Text excerpt section start

Renowned Armenian-American novelist and the author of 18 novels, including the bestsellers Midwives and The Sandcastle Girls, has come up with an opinion piece in the New York Times about his journey to the Nagorno Karabakh Republic, entitled “My proud pilgrimage to my homeland”. The novelist has visited Talish village in North of Karabakh, the trenches separating the Karabakh armed forces from Azerbaijani troops, drawing parallels with the reminiscent of World War I.
The author reminds, that Nagorno-Karabakh got war earlier this year, when Azerbaijan attacked across the eastern border in the small hours of April 2, breaking a cease-fire that had largely held since 1994.

Text excerpt section end
Excerpted records section start

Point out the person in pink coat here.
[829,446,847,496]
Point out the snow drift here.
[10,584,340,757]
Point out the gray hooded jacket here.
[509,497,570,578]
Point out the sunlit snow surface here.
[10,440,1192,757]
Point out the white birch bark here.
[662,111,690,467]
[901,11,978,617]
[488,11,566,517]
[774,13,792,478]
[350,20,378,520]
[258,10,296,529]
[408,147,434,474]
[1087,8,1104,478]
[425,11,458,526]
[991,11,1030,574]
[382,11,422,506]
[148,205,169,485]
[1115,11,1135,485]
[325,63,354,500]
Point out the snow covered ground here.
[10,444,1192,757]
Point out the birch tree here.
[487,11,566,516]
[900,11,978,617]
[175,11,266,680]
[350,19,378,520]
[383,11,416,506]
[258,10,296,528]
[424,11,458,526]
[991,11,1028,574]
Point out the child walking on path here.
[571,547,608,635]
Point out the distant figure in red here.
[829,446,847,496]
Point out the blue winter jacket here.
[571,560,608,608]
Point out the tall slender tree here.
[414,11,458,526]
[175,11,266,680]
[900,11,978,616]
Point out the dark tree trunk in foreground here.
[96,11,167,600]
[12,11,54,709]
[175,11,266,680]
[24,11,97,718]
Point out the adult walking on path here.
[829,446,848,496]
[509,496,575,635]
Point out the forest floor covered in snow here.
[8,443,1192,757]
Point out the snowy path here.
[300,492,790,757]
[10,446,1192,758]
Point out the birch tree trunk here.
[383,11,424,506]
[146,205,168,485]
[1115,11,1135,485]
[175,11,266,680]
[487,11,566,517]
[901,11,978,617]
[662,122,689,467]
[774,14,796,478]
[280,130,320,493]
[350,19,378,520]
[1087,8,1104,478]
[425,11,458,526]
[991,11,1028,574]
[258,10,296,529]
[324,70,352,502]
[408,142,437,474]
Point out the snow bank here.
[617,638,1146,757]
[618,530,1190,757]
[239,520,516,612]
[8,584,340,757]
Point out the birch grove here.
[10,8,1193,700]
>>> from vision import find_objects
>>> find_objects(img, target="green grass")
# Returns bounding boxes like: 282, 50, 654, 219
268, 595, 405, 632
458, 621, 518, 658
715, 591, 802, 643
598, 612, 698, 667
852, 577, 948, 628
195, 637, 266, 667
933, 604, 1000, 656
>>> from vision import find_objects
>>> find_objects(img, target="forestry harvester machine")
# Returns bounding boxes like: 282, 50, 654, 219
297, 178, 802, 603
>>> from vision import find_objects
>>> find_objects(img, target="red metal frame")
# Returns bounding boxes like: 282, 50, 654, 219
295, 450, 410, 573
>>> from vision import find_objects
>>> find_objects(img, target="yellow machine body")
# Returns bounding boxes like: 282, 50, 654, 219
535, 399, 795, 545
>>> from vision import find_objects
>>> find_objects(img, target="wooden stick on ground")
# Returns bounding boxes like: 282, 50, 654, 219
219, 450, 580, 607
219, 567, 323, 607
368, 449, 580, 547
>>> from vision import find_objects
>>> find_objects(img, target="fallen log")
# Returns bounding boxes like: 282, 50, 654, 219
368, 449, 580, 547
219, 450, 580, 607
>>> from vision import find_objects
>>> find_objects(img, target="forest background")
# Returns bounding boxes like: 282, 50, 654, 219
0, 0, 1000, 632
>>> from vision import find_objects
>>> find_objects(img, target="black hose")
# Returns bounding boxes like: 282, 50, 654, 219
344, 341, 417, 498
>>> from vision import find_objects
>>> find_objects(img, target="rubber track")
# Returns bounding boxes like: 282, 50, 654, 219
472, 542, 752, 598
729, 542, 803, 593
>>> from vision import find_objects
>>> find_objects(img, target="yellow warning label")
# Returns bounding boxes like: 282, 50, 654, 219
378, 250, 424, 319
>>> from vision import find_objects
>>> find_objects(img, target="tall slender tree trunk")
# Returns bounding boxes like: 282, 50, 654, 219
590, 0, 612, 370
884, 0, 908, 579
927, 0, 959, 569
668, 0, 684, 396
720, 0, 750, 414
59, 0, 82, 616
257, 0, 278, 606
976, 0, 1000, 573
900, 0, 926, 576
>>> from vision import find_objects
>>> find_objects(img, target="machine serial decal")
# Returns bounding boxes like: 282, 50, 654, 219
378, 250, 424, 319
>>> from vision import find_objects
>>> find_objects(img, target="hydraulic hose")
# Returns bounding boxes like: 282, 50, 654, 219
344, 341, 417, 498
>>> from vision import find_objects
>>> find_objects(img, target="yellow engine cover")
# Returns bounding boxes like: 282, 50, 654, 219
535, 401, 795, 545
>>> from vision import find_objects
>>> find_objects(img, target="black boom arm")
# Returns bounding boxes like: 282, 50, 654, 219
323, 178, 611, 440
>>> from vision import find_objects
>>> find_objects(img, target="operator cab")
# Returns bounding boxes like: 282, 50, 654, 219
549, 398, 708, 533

Excerpted records section end

» **Work order**: From the report on the novelist's Karabakh visit, reproduce word for word the passage that starts at "The author reminds, that" and stops after "held since 1994.".

» **Result for this exercise**:
The author reminds, that Nagorno-Karabakh got war earlier this year, when Azerbaijan attacked across the eastern border in the small hours of April 2, breaking a cease-fire that had largely held since 1994.